**Problem to work on:**
Word for word, copy all the data and drop the pictures.

**Saved entries:**
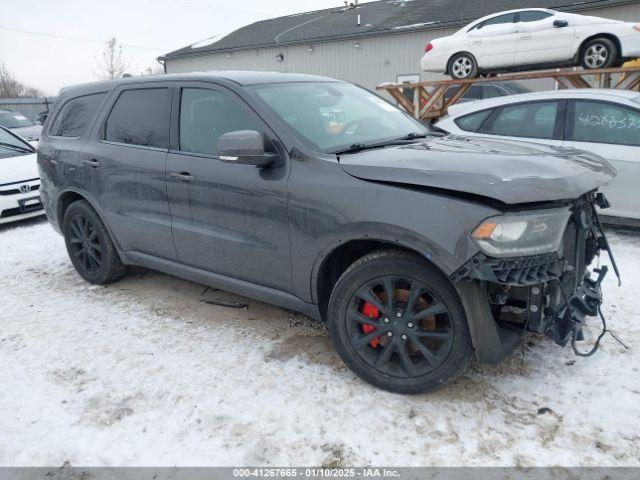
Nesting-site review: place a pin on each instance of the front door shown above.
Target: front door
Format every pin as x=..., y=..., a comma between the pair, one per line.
x=228, y=219
x=539, y=41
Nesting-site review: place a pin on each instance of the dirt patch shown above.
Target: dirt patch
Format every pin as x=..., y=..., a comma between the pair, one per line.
x=315, y=349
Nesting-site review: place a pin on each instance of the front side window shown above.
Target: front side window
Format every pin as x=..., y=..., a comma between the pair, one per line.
x=76, y=115
x=533, y=16
x=14, y=120
x=527, y=120
x=333, y=116
x=207, y=114
x=140, y=117
x=473, y=121
x=600, y=122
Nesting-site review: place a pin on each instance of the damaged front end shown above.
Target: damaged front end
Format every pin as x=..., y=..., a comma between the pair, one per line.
x=533, y=271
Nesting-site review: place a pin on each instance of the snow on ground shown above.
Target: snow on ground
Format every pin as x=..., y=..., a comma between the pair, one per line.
x=142, y=372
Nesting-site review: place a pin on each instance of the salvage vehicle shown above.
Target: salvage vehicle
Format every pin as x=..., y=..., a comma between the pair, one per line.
x=602, y=121
x=532, y=38
x=417, y=249
x=19, y=181
x=18, y=123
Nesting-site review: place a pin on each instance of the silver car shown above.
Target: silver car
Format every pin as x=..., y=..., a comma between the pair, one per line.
x=605, y=122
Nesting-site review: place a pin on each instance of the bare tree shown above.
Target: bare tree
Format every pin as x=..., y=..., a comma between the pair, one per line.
x=11, y=87
x=112, y=65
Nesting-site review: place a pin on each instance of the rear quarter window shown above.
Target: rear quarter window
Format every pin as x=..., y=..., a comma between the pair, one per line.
x=473, y=121
x=76, y=115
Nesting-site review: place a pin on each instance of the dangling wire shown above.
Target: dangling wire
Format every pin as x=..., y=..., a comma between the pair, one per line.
x=596, y=346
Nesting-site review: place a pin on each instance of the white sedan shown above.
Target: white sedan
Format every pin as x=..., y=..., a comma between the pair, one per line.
x=19, y=179
x=532, y=38
x=605, y=122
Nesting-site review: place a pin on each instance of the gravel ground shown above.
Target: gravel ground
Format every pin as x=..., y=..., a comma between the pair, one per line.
x=144, y=373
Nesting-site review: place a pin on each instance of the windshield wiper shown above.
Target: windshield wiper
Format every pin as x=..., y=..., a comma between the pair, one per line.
x=15, y=147
x=358, y=147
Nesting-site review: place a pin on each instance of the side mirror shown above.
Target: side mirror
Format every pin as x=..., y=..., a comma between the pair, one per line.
x=244, y=147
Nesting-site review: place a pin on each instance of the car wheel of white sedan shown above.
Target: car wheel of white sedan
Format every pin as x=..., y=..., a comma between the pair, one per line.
x=599, y=53
x=463, y=65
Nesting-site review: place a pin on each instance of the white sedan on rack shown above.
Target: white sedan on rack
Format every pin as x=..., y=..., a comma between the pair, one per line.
x=532, y=38
x=19, y=179
x=604, y=122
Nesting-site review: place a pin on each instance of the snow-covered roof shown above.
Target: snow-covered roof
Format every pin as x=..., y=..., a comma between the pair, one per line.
x=381, y=17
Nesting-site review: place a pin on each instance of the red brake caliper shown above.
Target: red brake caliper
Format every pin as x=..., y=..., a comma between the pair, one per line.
x=371, y=312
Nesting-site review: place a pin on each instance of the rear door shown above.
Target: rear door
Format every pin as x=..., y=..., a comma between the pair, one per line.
x=539, y=41
x=493, y=42
x=123, y=166
x=612, y=131
x=227, y=218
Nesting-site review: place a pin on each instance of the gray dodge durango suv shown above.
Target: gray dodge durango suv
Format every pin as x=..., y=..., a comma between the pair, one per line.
x=419, y=250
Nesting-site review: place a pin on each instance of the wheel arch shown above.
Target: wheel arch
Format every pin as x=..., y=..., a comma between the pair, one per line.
x=609, y=36
x=72, y=195
x=332, y=264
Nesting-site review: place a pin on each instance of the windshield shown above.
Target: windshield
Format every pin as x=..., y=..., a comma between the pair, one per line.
x=12, y=143
x=14, y=120
x=331, y=117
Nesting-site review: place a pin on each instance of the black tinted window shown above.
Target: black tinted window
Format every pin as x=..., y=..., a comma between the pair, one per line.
x=473, y=121
x=533, y=16
x=207, y=114
x=76, y=116
x=140, y=117
x=529, y=120
x=606, y=123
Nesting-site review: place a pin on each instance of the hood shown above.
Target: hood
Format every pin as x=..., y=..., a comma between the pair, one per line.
x=18, y=168
x=29, y=133
x=510, y=172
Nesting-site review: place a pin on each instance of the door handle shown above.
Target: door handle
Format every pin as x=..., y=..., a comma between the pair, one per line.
x=182, y=176
x=91, y=163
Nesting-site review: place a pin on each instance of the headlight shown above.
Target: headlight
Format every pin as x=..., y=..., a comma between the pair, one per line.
x=522, y=233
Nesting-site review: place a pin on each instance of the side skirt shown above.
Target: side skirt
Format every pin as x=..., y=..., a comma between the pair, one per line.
x=233, y=285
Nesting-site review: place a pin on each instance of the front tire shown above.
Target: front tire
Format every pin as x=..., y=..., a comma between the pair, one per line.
x=89, y=245
x=599, y=53
x=398, y=323
x=462, y=66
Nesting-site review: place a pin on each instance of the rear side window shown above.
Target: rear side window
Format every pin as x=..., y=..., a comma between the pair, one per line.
x=533, y=16
x=140, y=117
x=527, y=120
x=599, y=122
x=205, y=115
x=473, y=121
x=76, y=116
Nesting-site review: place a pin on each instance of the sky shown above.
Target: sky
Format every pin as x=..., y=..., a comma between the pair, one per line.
x=49, y=44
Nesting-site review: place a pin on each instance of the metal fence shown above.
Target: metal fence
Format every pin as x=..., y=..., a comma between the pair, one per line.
x=29, y=107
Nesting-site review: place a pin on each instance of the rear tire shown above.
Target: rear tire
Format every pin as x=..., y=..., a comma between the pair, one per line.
x=423, y=338
x=462, y=65
x=599, y=53
x=89, y=245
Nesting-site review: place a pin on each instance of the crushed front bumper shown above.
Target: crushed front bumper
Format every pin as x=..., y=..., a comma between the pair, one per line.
x=551, y=294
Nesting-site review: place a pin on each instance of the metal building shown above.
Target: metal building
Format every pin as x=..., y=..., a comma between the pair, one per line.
x=369, y=43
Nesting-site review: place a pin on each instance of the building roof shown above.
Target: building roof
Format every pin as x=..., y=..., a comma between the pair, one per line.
x=381, y=17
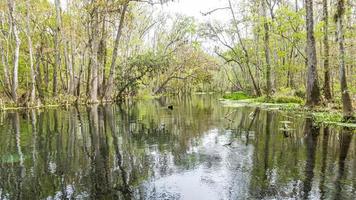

**Response box:**
Nesting-site review: place a pin on each instance of the front door shown above.
Target: front door
Format every pin as x=..., y=..., a comma between the pair, one per line.
x=228, y=219
x=539, y=41
Nesting-site review: place a pin on each instance of the dirt patch shown above.
Target: dirt patch
Format every pin as x=..., y=..., a comma between the pair, one per line.
x=315, y=349
Nesting-site review: place a pin on each instance of the front side window shown above.
Target: front side window
Format every pin as x=..., y=..., a comma between the pair, one per line.
x=76, y=115
x=533, y=16
x=14, y=120
x=527, y=120
x=333, y=116
x=207, y=114
x=140, y=117
x=473, y=121
x=600, y=122
Nesting-site review: place a pin on each instance of the damaged front end shown above.
Target: damaged front end
Format every pin as x=..., y=..., a comma between the pair, one per line.
x=533, y=271
Nesting-site review: place a pin on each instance of the snow on ground shown above.
Target: snow on ground
Format every pin as x=..., y=..., a comma between the pair, one per line.
x=142, y=372
Nesting-site review: place a pin on each instance of the salvage vehicle shown above.
Target: salvage vehicle
Format every pin as x=..., y=..., a comma between the pair, one per line.
x=602, y=121
x=532, y=38
x=417, y=249
x=19, y=181
x=18, y=123
Nesting-site review: place a pin on each instance of the silver car shown above.
Target: silver car
Format every pin as x=..., y=..., a comma between the pair, one per line.
x=605, y=122
Nesting-site review: place a pin on each instance of the bare tree shown above.
Target: bare tree
Format every pin as x=..., y=..., a comma between the pair, one per line.
x=11, y=87
x=112, y=65
Nesting-site review: place a pin on each instance of the rear quarter window shown above.
Target: rear quarter window
Format every pin as x=..., y=..., a comma between the pair, one per line.
x=473, y=121
x=76, y=115
Nesting-site review: place a pin on each instance of the dangling wire shown above.
Target: dangling wire
Format every pin as x=..., y=..., a comma between the pair, one per line.
x=596, y=346
Nesting-site review: place a pin on each instance of the white sedan shown above.
Target: white sedan
Format every pin as x=..., y=..., a comma between the pair, one per line.
x=19, y=179
x=532, y=38
x=605, y=122
Nesting-site review: place a pin on each instance of the gravel ground shown above.
Target: gravel ground
Format every pin as x=..., y=..., a comma between the pair, one per line.
x=144, y=373
Nesting-site review: place a pin on each instance of the windshield wiper shown above.
Target: windshield wiper
Format every pin as x=..., y=..., a comma between the pair, one per line.
x=15, y=147
x=358, y=147
Nesting-site review: place a pin on each instance of the side mirror shown above.
Target: side mirror
Format every pin as x=..., y=..., a comma between the pair, one per line.
x=244, y=147
Nesting-site review: place a pin on each instance of the car wheel of white sedan shown above.
Target: car wheel of white sedan
Format every pin as x=..., y=..., a comma between the pair, one per line.
x=599, y=53
x=463, y=65
Nesting-site review: place a pin on each instance of the white sedan on rack shown above.
Target: white sedan on rack
Format every pin as x=..., y=..., a comma between the pair, one per line.
x=532, y=38
x=19, y=179
x=604, y=122
Nesting-site review: place a pin on each instance of the snow-covered roof shown above.
Target: snow-covered roof
Format every pin as x=..., y=..., a comma between the pair, one per line.
x=381, y=17
Nesting-site review: place a pin on each instance of the red brake caliper shown above.
Target: red brake caliper
Format every pin as x=..., y=..., a comma between the pair, one per line.
x=371, y=312
Nesting-site review: place a pin on each instance of the rear door shown above.
Target: rear door
Format every pin as x=..., y=..., a comma between the pair, one per line.
x=539, y=41
x=493, y=42
x=123, y=166
x=612, y=131
x=227, y=218
Nesting-site review: place a pin on each instance of the gray dodge durango suv shown above.
Target: gray dodge durango suv
Format every pin as x=..., y=..., a comma between the pair, one per line.
x=419, y=250
Nesting-site review: place a pin on each instance of the wheel arch shown above.
Target: wheel arch
Format every pin as x=..., y=..., a comma between the pair, one per line.
x=609, y=36
x=72, y=195
x=332, y=264
Nesting-site review: place a pin on each instance of the windshield shown above.
Target: windshield
Format every pin as x=..., y=..., a comma between the pair, one per line.
x=12, y=143
x=14, y=120
x=331, y=117
Nesting-site review: place a pin on each instance of the black tinted window shown above.
Target: black tinted window
Format every pin as x=..., y=..., a comma between the pair, one per line.
x=473, y=121
x=533, y=16
x=207, y=114
x=76, y=116
x=140, y=117
x=529, y=120
x=606, y=123
Nesting-site review: place a pin on each instance of the hood shown above.
Target: hood
Format every pin as x=..., y=..., a comma between the pair, one per line.
x=18, y=168
x=29, y=133
x=510, y=172
Nesting-site review: place a pin on each instance of the door handle shown above.
Target: door handle
Format every pin as x=..., y=..., a comma between the pair, one per line.
x=182, y=176
x=91, y=163
Nesting-site review: place a pin on each instance of the headlight shown above.
Target: headlight
Format every pin as x=..., y=..., a comma between the pair, one per line.
x=522, y=233
Nesting-site review: place a pin on each instance of the side skirt shown above.
Target: side skirt
Format every pin as x=..., y=..., a comma between the pair, one per line.
x=233, y=285
Nesting-site review: place a pin on each instance of the front tire shown above.
Target: front tire
Format every pin as x=..., y=..., a comma between the pair, one per line.
x=89, y=245
x=599, y=53
x=398, y=323
x=462, y=66
Nesting-site review: place a pin on each instance of the rear side window shown above.
Target: rear side window
Format every pin as x=..., y=..., a comma between the pair, one per line.
x=533, y=16
x=140, y=117
x=527, y=120
x=599, y=122
x=205, y=115
x=473, y=121
x=76, y=116
Nesting-site review: place a pin on each instance of the sky shown above.
Target: sky
Format every pin as x=..., y=..., a comma between the pair, one per line.
x=49, y=44
Nesting-site review: place a pin on each instance of the metal fence shown above.
Target: metal fence
Format every pin as x=..., y=..., a comma between the pair, one per line.
x=29, y=107
Nesting-site review: place a pin on each instance of the rear tire shown above.
Target: rear tire
Format every pin as x=..., y=..., a comma between the pair, one per line.
x=423, y=338
x=462, y=65
x=599, y=53
x=89, y=245
Nesting-site review: place a pin on each instance of the crushed front bumper shown above.
Target: crushed front bumper
Format every pin as x=..., y=..., a comma between the pair, one per line.
x=551, y=294
Nesting-site review: place a pin on each instance of the metal building shown above.
Target: metal building
Format every pin as x=..., y=..., a comma between the pair, one per line.
x=369, y=43
Nesting-site review: place a pin on each instance of the building roof shown above.
Target: building roof
Format every pin as x=..., y=..., a comma between the pair, one per line.
x=381, y=17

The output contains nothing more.